_Task data:_
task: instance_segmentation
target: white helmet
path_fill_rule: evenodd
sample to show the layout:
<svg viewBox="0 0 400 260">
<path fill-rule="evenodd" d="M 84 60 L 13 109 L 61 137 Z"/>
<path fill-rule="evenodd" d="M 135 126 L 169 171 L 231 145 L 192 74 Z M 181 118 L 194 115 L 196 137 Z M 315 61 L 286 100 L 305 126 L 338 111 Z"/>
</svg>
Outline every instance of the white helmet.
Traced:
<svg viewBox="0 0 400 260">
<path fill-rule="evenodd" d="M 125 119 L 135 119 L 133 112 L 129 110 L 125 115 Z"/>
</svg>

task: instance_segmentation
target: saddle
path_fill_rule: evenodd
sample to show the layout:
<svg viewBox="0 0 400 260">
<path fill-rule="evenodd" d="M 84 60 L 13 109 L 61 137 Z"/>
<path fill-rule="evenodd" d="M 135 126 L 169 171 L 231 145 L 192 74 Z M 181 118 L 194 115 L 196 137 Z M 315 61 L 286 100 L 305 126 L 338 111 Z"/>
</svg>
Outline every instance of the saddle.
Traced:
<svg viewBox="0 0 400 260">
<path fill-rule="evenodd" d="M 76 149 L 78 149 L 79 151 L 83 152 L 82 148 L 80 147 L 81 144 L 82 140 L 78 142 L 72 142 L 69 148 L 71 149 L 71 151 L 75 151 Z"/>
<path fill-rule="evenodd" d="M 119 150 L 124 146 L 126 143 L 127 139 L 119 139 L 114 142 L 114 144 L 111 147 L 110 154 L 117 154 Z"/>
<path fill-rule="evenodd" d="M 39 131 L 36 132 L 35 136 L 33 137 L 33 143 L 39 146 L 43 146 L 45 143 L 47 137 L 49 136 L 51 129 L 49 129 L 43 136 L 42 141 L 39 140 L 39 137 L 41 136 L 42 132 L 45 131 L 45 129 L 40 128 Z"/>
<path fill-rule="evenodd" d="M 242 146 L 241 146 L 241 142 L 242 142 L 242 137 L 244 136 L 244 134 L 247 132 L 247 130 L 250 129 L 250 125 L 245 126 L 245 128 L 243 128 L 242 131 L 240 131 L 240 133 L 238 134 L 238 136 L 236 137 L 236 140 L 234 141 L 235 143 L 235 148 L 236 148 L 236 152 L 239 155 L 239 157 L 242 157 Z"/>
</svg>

_Brief:_ Which lines of the data hold the string "saddle"? Return each of them.

_Response:_
target: saddle
Outline every instance of the saddle.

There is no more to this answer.